WHAT THE EXERCISE ASKS:
Copy every line from the one containing "GET /v1/detect?q=grey cloud" down to the end of the rows, both ends included, with the requests unchanged. Rescale each bounding-box coordinate in the answers by multiplying it by 1.45 and rounding to the nearest whole number, with halves rounded up.

═════ PROVIDED MATERIAL

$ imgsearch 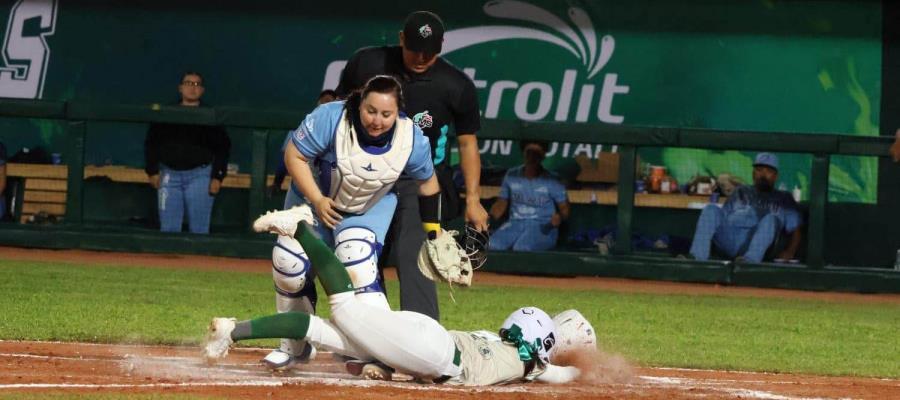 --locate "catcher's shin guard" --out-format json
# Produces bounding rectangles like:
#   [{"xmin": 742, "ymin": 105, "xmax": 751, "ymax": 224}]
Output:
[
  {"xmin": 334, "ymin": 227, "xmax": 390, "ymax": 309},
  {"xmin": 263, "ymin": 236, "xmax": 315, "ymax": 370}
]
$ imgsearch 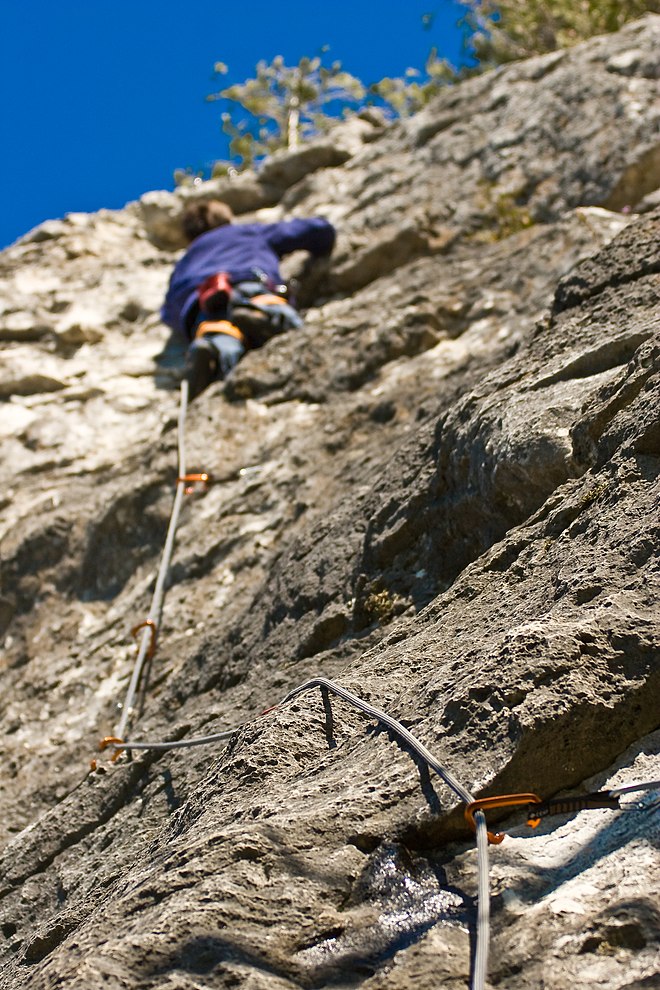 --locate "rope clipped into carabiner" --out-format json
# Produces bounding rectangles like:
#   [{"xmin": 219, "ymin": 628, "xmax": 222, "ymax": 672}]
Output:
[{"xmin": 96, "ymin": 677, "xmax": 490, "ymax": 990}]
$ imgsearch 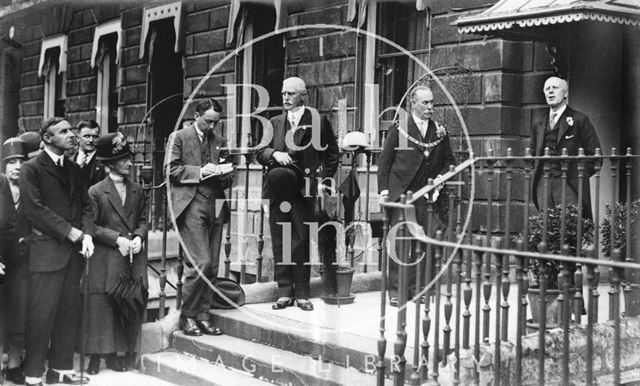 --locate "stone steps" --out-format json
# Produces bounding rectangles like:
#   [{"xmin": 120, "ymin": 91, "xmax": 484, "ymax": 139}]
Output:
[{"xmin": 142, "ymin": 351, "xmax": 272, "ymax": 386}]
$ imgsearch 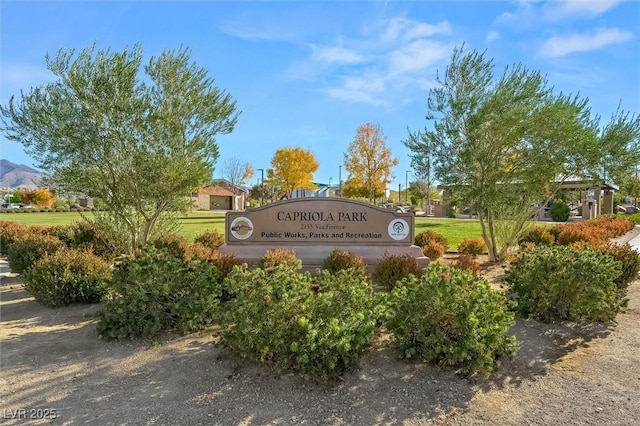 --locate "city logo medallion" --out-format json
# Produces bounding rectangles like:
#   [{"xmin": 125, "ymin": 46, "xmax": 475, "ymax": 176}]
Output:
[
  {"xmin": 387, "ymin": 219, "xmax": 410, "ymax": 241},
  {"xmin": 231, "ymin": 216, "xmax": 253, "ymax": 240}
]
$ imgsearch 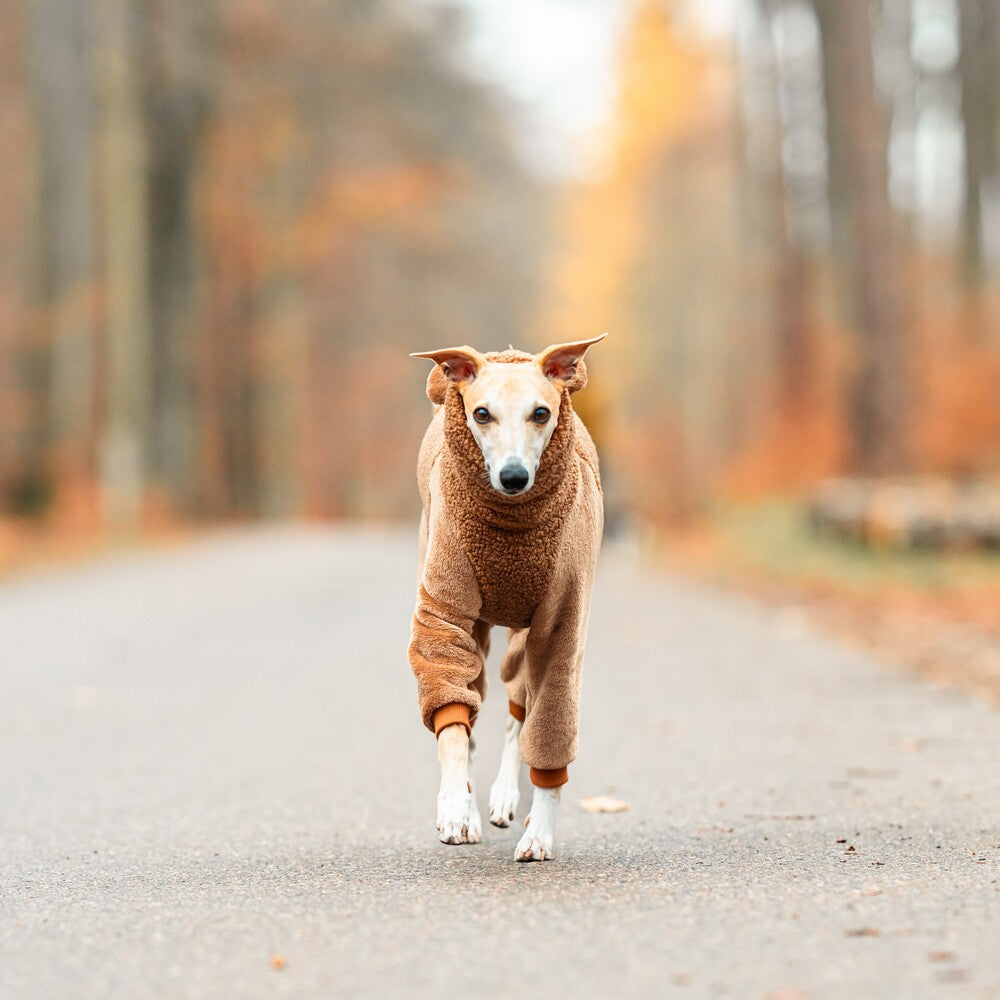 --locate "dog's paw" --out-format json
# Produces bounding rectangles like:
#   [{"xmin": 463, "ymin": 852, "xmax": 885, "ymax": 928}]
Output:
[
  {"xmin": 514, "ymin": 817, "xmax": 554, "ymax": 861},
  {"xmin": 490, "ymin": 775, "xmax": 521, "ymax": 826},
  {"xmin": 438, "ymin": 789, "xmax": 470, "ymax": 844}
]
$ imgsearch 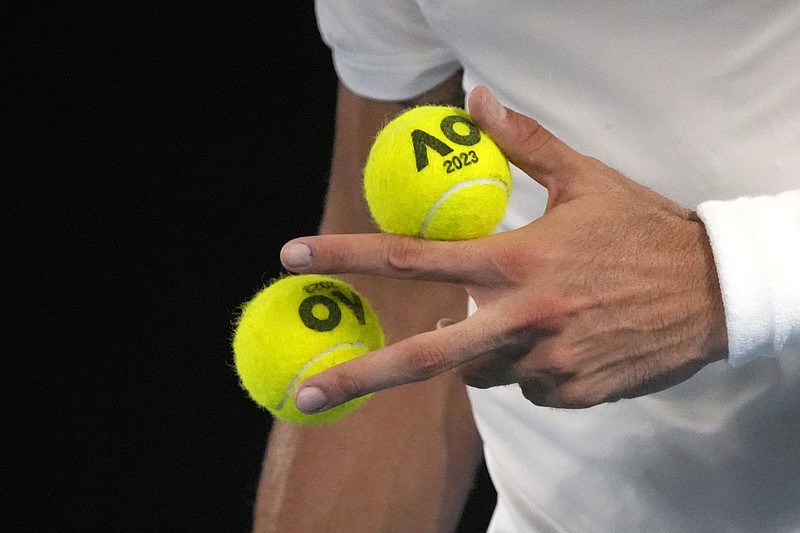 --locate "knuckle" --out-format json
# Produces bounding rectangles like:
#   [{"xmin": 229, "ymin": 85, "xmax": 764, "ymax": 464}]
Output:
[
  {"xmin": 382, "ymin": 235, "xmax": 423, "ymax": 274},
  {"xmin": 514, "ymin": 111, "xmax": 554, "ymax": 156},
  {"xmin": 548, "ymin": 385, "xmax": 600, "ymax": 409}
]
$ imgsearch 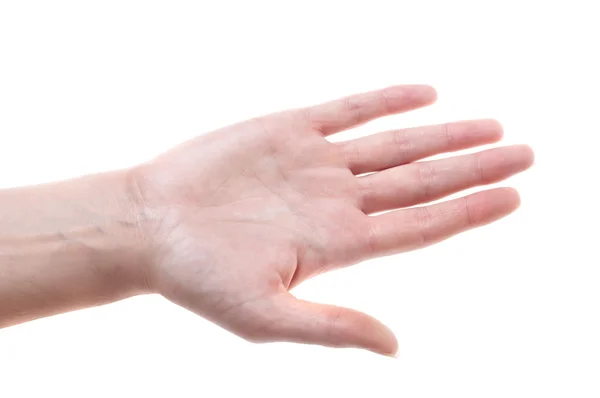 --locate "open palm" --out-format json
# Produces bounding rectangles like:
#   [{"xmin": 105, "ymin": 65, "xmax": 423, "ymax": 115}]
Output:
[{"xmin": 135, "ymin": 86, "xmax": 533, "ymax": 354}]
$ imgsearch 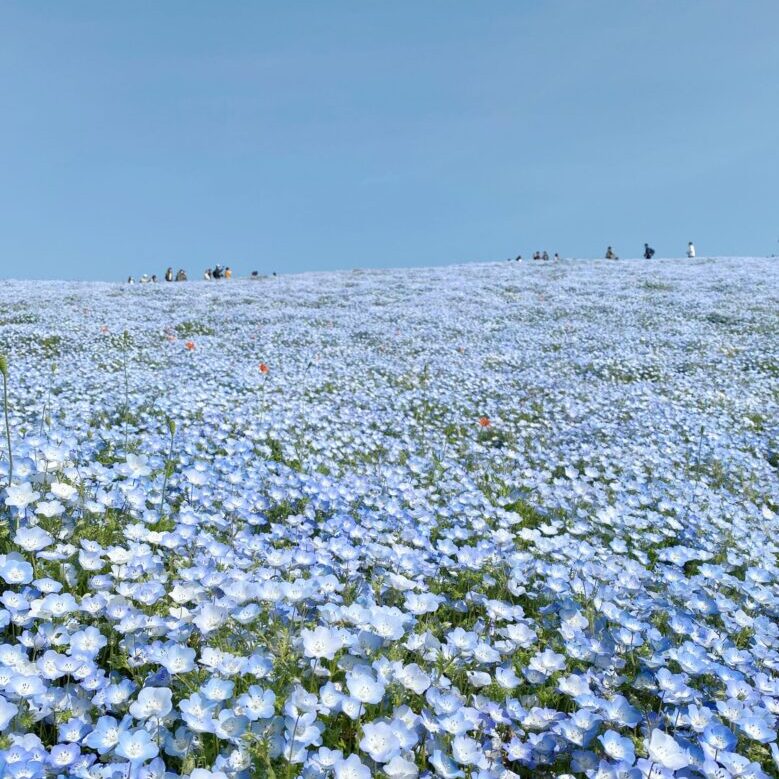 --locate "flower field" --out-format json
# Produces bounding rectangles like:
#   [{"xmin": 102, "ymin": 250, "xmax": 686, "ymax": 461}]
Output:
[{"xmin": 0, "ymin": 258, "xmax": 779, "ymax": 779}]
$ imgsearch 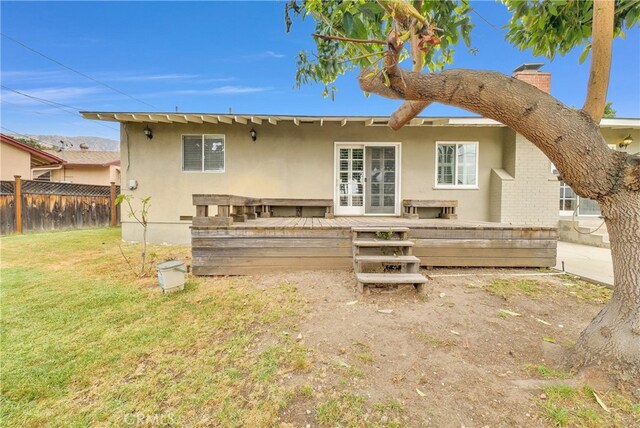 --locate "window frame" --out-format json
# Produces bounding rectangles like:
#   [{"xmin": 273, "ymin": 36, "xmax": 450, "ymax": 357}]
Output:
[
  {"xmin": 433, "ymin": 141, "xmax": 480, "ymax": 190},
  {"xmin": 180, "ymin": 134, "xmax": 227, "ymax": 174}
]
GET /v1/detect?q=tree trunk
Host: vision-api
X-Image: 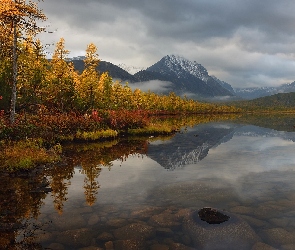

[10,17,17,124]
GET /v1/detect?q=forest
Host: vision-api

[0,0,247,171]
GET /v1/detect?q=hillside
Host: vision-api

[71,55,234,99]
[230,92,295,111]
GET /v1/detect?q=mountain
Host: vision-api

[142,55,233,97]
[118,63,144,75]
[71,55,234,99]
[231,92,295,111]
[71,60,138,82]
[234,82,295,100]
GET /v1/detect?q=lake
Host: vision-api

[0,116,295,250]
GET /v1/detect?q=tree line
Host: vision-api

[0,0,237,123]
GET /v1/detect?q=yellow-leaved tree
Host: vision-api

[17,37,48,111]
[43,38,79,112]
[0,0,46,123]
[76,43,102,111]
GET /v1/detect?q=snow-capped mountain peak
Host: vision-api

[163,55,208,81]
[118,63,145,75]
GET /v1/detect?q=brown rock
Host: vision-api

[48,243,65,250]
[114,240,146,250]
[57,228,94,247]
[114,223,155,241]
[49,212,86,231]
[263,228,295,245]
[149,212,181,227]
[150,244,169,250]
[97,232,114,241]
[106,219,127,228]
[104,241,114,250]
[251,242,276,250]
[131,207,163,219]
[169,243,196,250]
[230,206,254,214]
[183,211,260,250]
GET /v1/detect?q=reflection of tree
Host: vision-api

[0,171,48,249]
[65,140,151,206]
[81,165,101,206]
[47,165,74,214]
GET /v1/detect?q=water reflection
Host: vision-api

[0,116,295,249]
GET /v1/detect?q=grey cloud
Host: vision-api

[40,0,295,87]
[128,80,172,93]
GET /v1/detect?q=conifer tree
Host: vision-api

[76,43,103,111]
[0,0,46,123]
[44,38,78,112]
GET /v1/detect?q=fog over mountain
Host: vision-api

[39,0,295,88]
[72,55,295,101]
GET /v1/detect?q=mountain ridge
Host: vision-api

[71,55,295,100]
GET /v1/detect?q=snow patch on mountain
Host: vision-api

══════════

ANSWER IN FULL:
GET /v1/detect?q=grey cloud
Host: vision-api

[58,0,428,126]
[186,116,249,135]
GET /v1/detect?q=conifer tree
Host: vision-api

[110,62,149,161]
[0,0,67,178]
[64,55,113,162]
GET /v1/detect?q=fog over mountain
Host: vision-api

[57,0,428,128]
[104,80,428,146]
GET /v1/detect?q=mountain ridge
Host: vision-api

[103,80,428,145]
GET /v1/detect?q=snow patch on mountain
Host: vision-api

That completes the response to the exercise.